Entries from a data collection
◇ ◇ ◇ ◇

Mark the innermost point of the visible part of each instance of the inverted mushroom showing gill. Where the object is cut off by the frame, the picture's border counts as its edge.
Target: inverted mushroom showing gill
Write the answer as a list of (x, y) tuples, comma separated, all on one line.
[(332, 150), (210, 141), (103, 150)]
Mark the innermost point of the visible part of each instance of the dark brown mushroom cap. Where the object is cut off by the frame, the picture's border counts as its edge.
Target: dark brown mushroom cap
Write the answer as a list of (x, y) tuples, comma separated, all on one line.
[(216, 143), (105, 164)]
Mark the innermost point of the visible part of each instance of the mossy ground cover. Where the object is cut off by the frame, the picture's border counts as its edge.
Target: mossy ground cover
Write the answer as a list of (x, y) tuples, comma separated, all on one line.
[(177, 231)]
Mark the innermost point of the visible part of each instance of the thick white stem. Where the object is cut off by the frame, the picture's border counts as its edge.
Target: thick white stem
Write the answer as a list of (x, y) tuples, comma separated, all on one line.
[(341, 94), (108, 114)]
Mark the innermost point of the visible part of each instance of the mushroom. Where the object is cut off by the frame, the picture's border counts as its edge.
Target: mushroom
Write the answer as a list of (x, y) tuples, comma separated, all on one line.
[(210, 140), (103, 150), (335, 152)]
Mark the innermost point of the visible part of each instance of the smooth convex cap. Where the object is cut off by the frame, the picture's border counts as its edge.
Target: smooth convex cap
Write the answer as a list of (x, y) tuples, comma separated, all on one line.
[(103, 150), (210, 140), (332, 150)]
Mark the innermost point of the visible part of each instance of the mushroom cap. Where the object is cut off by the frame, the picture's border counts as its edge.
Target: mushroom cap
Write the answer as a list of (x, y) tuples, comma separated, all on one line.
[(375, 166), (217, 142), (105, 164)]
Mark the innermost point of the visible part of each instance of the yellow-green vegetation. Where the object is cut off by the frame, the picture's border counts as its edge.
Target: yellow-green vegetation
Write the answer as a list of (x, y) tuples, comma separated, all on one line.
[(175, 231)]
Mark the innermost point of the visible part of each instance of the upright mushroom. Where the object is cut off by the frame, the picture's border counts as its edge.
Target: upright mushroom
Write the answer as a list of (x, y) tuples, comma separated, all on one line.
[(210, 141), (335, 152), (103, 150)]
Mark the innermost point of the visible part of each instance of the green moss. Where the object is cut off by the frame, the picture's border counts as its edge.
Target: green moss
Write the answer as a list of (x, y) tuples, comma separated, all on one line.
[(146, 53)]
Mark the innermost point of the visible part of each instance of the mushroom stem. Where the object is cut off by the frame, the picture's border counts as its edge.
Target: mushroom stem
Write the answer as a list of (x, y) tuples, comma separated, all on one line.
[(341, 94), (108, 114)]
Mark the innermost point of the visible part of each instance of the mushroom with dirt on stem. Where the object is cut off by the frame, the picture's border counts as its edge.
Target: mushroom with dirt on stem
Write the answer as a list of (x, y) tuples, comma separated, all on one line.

◇ ◇ ◇ ◇

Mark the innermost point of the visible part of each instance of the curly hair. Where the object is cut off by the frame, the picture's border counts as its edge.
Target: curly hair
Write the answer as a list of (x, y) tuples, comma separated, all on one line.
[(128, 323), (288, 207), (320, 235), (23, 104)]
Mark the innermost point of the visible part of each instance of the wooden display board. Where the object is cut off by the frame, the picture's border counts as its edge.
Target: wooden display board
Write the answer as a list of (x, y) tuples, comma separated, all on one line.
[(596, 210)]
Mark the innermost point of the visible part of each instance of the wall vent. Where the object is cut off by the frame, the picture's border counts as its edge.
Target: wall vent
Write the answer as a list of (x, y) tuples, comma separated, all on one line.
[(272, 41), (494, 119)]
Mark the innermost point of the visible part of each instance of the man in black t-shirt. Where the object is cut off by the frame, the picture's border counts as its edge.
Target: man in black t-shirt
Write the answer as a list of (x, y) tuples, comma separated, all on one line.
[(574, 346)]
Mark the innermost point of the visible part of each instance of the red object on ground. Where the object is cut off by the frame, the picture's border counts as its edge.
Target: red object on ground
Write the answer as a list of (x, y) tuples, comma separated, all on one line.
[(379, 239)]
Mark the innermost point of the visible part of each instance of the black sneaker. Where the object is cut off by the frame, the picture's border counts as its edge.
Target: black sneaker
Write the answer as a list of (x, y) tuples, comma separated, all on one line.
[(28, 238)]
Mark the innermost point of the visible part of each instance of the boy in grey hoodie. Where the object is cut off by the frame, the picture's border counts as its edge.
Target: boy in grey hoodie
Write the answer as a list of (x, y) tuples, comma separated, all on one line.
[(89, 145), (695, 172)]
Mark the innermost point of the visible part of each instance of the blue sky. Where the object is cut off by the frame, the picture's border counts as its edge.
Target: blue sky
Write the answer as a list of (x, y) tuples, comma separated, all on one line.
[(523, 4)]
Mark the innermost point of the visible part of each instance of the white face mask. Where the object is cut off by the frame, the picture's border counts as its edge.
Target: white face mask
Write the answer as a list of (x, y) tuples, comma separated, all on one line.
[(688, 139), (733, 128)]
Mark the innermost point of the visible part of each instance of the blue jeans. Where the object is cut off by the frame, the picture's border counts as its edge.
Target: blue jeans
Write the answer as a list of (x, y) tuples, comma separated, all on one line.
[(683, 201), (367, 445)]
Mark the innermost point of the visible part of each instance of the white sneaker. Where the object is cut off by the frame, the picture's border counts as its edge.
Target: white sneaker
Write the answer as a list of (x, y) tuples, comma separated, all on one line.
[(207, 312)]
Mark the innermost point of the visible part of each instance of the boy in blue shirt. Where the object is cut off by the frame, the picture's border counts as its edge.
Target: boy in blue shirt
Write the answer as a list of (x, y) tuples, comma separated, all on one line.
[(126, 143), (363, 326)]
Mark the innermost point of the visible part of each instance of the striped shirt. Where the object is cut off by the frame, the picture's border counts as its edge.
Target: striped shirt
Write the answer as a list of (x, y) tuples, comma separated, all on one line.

◇ ◇ ◇ ◇

■ **WORK TO BE COMPLETED**: Rewrite the entries from the line with "the mushroom cap." to the line with "[(375, 166), (217, 142), (105, 164)]", requests included, and scale every coordinate in the answers by 2.5, rounding each result to a whole number with halves rounded up.

■ **RESPONSE BELOW**:
Mark the innermost point of the visible part of each instance of the mushroom cap. Where the object is cut off by the frame, the picture's border counts as its edge.
Target: mushroom cap
Write the answer as a list of (x, y) tuples, comma separated, all on one line.
[(938, 415), (543, 355), (263, 410)]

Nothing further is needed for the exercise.